[Start of section]

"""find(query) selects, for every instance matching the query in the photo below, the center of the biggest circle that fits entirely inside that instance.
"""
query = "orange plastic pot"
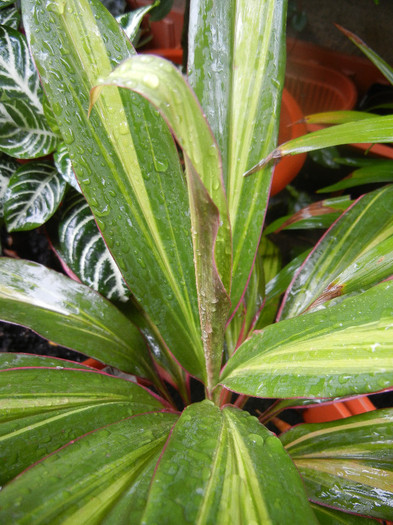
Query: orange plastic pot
(291, 126)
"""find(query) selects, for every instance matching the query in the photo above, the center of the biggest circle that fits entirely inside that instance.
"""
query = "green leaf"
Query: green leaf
(70, 314)
(34, 193)
(379, 172)
(383, 66)
(347, 463)
(75, 404)
(24, 131)
(64, 166)
(163, 85)
(7, 168)
(85, 252)
(223, 467)
(127, 165)
(104, 476)
(320, 214)
(10, 17)
(340, 350)
(352, 256)
(244, 115)
(370, 130)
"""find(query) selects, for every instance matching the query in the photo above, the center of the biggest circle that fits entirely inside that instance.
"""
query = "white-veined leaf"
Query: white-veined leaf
(10, 17)
(64, 166)
(85, 252)
(34, 193)
(24, 132)
(8, 167)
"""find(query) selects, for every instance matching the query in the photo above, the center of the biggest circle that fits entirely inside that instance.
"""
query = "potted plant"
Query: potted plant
(120, 448)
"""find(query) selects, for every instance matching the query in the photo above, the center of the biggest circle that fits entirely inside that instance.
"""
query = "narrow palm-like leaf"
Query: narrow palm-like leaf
(347, 464)
(320, 214)
(70, 314)
(235, 470)
(356, 247)
(64, 411)
(10, 17)
(7, 168)
(85, 252)
(34, 193)
(383, 67)
(341, 350)
(379, 172)
(243, 114)
(24, 131)
(64, 166)
(370, 130)
(127, 165)
(163, 85)
(104, 476)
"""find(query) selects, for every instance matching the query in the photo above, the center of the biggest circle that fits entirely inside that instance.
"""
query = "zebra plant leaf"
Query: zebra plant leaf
(8, 167)
(352, 457)
(10, 17)
(64, 166)
(24, 132)
(84, 250)
(354, 254)
(34, 193)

[End of section]

Activity
Reproduce the material word for word. Skip every picture it holds.

Reply to the task
"""find(query) selects, for every instance matching the query in the photo below, the center of the biggest circle that fits entirely inside that instance.
"""
query = "orange plastic pot"
Query: orange plastic pot
(291, 126)
"""find(query) selects, for every instance matching the query in the photo above, the center of the biggest circle that fits entirely inside that instance.
"""
query = "green leaf"
Query: green leaf
(70, 314)
(34, 193)
(379, 172)
(383, 66)
(347, 463)
(75, 404)
(24, 131)
(64, 166)
(163, 85)
(7, 168)
(85, 252)
(223, 467)
(127, 165)
(104, 476)
(320, 214)
(10, 17)
(340, 350)
(352, 256)
(244, 115)
(370, 130)
"""find(query) selects, for every instance matching the query in the photo above, the center of the biggest circle that fits entirely inside that instance.
"""
query = "white-veined leaf"
Query: white-veined leaf
(10, 17)
(64, 166)
(85, 252)
(34, 193)
(24, 132)
(8, 167)
"""find(query) selects, for every instance matching the query in the photo above, the center of the biggest circle that fits entirely inside that instance.
"""
query = "potted plant"
Query: potted plant
(120, 448)
"""find(query) selects, for every instance matching the query in the photo above, the center of the biggest circle that fits entirely inside that instance.
"""
query = "narrow palm-like leaf"
Query: narrow palm-like leaf
(347, 464)
(320, 214)
(70, 314)
(235, 470)
(356, 247)
(64, 411)
(10, 17)
(7, 168)
(85, 252)
(34, 193)
(383, 67)
(341, 350)
(379, 172)
(243, 114)
(24, 131)
(64, 166)
(370, 130)
(127, 165)
(163, 85)
(104, 476)
"""find(query) selects, for every instance matching the query in the photo above, the center of the biggest circle that fits entirely inside that instance.
"""
query = "zebra plant leaf"
Query: zebra plant leaf
(8, 167)
(352, 457)
(10, 17)
(64, 166)
(24, 132)
(84, 250)
(354, 254)
(34, 193)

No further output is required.